[Goal of the exercise] Count the lines in the rows below that contain the string "light", treating uppercase and lowercase as different. Reply with the number only.

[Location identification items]
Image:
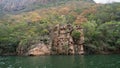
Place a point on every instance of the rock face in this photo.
(38, 50)
(63, 42)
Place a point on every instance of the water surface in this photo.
(88, 61)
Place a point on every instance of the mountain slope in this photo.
(27, 5)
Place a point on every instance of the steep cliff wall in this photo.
(63, 41)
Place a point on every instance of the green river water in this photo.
(87, 61)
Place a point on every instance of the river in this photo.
(87, 61)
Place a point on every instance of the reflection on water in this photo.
(90, 61)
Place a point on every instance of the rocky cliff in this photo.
(63, 42)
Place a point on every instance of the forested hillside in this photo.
(24, 23)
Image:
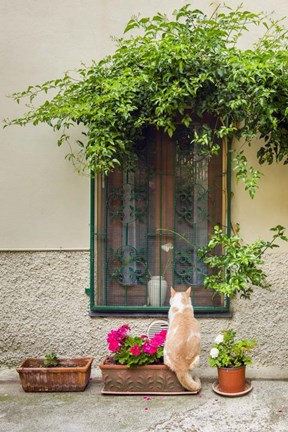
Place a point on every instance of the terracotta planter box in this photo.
(141, 380)
(70, 375)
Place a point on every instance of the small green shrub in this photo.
(226, 352)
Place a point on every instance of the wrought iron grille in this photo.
(153, 220)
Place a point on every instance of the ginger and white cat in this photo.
(182, 345)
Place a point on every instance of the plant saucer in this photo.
(216, 389)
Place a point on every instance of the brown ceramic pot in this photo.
(232, 380)
(70, 375)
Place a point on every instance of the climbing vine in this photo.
(166, 70)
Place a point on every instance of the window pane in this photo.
(174, 188)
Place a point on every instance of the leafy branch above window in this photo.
(182, 67)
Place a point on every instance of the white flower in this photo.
(214, 352)
(219, 339)
(167, 247)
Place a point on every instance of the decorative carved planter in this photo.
(70, 375)
(140, 380)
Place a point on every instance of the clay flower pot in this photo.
(232, 380)
(70, 375)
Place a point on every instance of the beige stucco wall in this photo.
(45, 205)
(45, 309)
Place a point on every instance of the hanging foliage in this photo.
(170, 70)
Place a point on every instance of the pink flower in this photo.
(135, 350)
(113, 345)
(149, 348)
(159, 338)
(116, 338)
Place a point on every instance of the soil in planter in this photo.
(68, 375)
(39, 363)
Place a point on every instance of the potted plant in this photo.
(136, 366)
(231, 356)
(237, 268)
(52, 374)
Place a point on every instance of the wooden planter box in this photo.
(70, 375)
(140, 380)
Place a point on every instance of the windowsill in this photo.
(155, 314)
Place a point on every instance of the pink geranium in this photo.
(135, 350)
(116, 337)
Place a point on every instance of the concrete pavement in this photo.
(264, 409)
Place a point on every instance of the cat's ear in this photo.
(173, 292)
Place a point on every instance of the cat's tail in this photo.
(186, 380)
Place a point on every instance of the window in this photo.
(174, 189)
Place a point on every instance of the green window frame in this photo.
(174, 188)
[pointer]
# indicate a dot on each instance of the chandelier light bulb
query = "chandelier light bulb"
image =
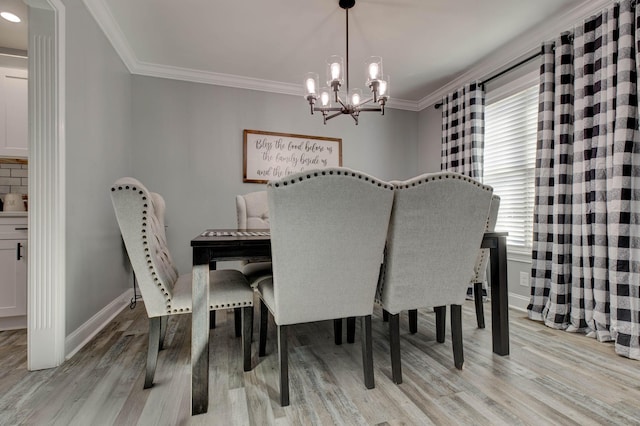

[Solution to the problem] 2